◆ **PROBLEM REQUIREMENTS**
Give every entry again, word for word.

[Rows from a pointing dataset]
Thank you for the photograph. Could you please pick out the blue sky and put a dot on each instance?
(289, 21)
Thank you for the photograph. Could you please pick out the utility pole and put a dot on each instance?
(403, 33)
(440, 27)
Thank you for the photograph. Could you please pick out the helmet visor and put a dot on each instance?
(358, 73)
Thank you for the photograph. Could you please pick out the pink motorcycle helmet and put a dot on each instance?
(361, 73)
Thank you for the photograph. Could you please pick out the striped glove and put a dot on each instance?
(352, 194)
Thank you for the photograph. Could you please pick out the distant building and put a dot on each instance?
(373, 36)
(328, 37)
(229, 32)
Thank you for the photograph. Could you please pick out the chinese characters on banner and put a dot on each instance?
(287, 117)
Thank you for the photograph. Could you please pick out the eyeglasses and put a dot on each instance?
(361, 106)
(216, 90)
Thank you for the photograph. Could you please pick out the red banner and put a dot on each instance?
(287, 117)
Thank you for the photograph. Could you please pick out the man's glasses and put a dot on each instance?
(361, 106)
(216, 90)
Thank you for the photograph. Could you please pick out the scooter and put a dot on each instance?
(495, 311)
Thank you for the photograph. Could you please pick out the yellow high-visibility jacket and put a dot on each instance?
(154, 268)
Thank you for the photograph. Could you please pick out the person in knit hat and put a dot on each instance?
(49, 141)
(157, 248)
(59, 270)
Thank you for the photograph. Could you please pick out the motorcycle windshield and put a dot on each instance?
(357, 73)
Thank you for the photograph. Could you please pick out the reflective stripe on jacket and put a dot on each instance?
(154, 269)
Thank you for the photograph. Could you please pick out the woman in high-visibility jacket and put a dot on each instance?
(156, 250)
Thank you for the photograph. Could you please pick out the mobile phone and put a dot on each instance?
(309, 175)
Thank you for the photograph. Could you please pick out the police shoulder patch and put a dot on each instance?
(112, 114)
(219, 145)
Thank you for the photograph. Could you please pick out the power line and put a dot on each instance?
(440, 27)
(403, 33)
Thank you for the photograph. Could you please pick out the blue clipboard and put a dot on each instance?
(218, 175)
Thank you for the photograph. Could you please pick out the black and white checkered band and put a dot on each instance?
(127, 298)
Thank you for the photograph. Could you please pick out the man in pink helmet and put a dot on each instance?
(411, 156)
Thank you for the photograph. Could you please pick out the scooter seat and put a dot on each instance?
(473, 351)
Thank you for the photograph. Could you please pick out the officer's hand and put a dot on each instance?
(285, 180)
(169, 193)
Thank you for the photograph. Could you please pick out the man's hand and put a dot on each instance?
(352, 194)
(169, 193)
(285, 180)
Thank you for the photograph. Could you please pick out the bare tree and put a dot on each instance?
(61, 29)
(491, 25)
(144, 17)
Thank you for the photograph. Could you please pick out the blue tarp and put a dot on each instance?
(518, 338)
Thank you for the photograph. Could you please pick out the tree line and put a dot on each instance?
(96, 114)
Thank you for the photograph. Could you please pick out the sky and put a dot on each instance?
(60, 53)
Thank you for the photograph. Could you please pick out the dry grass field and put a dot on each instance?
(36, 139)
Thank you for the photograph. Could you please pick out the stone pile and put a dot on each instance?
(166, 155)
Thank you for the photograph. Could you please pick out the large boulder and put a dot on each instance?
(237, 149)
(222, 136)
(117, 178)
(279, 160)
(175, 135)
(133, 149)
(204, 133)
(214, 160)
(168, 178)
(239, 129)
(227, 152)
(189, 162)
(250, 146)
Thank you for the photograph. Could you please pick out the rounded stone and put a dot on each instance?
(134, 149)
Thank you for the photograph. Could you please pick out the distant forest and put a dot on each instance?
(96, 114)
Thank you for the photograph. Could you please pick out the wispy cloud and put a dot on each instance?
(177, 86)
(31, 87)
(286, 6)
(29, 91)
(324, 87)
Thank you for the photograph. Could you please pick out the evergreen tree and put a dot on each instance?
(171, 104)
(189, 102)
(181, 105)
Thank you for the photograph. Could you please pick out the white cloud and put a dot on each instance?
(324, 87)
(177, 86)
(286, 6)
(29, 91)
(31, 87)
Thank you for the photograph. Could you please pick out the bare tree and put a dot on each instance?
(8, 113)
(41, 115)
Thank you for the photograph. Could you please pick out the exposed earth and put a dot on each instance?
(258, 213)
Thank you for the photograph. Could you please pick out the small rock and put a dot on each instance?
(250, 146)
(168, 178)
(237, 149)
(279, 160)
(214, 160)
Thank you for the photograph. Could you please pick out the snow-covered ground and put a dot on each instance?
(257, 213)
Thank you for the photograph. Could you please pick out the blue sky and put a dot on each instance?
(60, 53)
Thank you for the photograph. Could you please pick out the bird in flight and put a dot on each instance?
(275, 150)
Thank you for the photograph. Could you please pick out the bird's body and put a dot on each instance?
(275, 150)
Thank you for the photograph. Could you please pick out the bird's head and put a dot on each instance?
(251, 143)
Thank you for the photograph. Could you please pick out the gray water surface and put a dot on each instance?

◆ **ANSWER**
Thank you for the photograph. Could you please pick out the blue sky and put a dot on each instance?
(289, 21)
Thank you for the photograph. Could you please pick out the utility pole and put a dot on each instance?
(403, 33)
(440, 27)
Thank you for the photograph. Could you please pick out the helmet visor and put a dot on each instance?
(358, 73)
Thank you for the photograph. Could you please pick out the pink motorcycle helmet and put a dot on each instance?
(361, 73)
Thank you for the photograph. Could you please pick out the striped glove and put a dot on each instance?
(352, 194)
Thank you for the photograph. Could you please pick out the distant building and put a dot on each instance?
(373, 36)
(328, 37)
(229, 32)
Thank you for the photograph. Could you please pick out the chinese characters on banner and put a dot on each instance?
(287, 117)
Thank you for the photograph. Could you please pick out the eyeglasses and put a dot on each instance?
(361, 106)
(216, 90)
Thank you for the photograph. Could you please pick out the red banner and put a dot on each instance?
(287, 117)
Thank you for the photograph. Could you please pick out the man's glasses and put a dot on each instance?
(361, 106)
(216, 90)
Thank you for the photograph. Could you please pick out the scooter and put a dot on each instance?
(495, 311)
Thank you for the photograph. Could you please pick out the yellow high-visibility jacket and put a dot on each instance?
(154, 268)
Thank you for the photograph. Could you please pick out the person in knit hat and put a dot on each instance?
(49, 141)
(157, 248)
(59, 270)
Thank you for the photograph. Could you please pick out the motorcycle windshield and put a dot on each instance?
(357, 73)
Thank you for the photograph. Could you please pick out the reflective stripe on jacket and put a dot on each instance?
(154, 269)
Thank you for the photograph. Could you please pick out the woman in high-visibility jacket and put a dot on each instance?
(156, 250)
Thank you for the photograph. Could you please pick out the mobile phone and put a dot on each instance?
(309, 175)
Thank you for the photograph. Could you please pick out the police shoulder patch and put a dot on each instance?
(112, 114)
(219, 145)
Thank you for the photograph. Could you please pick out the power line and put a dot on each instance?
(440, 27)
(403, 33)
Thank you for the photograph. Could you please pick out the blue clipboard and put a dot on each instance?
(218, 175)
Thank you for the photograph. Could you please pick out the black and white checkered band and put a dot on each instance?
(127, 298)
Thank you for the photograph. Could you please pick out the man in pink helmet and put a dot on each instance?
(411, 156)
Thank you for the photograph. Could you please pick out the scooter seat and put a dot on each instance?
(473, 351)
Thank you for the photograph. Could you please pick out the officer's hand and put a dot on each instance?
(285, 180)
(169, 193)
Thank you for the photograph. Could you please pick out the man's hand and put a dot on each instance?
(352, 194)
(169, 193)
(285, 180)
Thank you for the photograph. Could you please pick out the bare tree and put a dot on each instance?
(61, 29)
(491, 25)
(144, 17)
Thank you for the photograph. Could you please pick out the blue tarp and put a dot on each instance?
(518, 338)
Thank you for the photograph. Could you please pick out the tree line and put a dot on each instance?
(96, 114)
Thank you for the photograph. Could you please pick out the sky and put a dot on each instance?
(60, 53)
Thank you for the photograph. Could you please pick out the dry grass field and put a dot on each instance?
(36, 139)
Thank you for the photograph. Could you please pick out the stone pile and put a dot on each instance?
(166, 155)
Thank you for the photograph. Could you please pick out the large boulder and put a dot on each instance?
(237, 149)
(222, 136)
(117, 178)
(279, 160)
(175, 135)
(133, 149)
(204, 133)
(214, 160)
(168, 178)
(239, 129)
(227, 152)
(189, 162)
(250, 146)
Thank you for the photograph. Could you please pick out the rounded stone and put a dot on each instance?
(134, 149)
Thank you for the photograph. Could you please pick out the distant forest and put a dot on each instance?
(96, 114)
Thank you for the photograph. Could you please pick out the wispy cloud and put a dot on each instance?
(177, 86)
(31, 87)
(286, 6)
(29, 91)
(324, 87)
Thank you for the photograph. Could you please pick out the evergreen tree and put a dot on each instance?
(171, 104)
(189, 102)
(181, 105)
Thank you for the photograph. Could you please pick out the white cloud and put a dot on each instance?
(324, 87)
(177, 86)
(286, 6)
(29, 91)
(31, 87)
Thank you for the photograph. Could you please pick out the bare tree and put a dot on each instance?
(8, 113)
(41, 115)
Thank you for the photograph. Could you please pick out the exposed earth and put a dot on each instance?
(258, 213)
Thank you for the photograph. Could you please pick out the small rock and put a dot on each instance?
(250, 146)
(168, 178)
(237, 149)
(279, 160)
(214, 160)
Thank you for the photograph. Could you please pick out the snow-covered ground and put a dot on each instance?
(257, 213)
Thank you for the photograph. Could you please pick out the blue sky and put a dot on each instance?
(60, 53)
Thank you for the photograph. Could you please pick out the bird in flight and put a dot on each instance?
(275, 150)
Thank you for the photograph. Could you please pick out the bird's body and put a dot on each instance?
(275, 150)
Thank you for the photograph. Could you please pick out the bird's head and put a dot on each instance?
(251, 143)
Thank you for the photograph. Could you please pick out the gray water surface and put a dot on each instance?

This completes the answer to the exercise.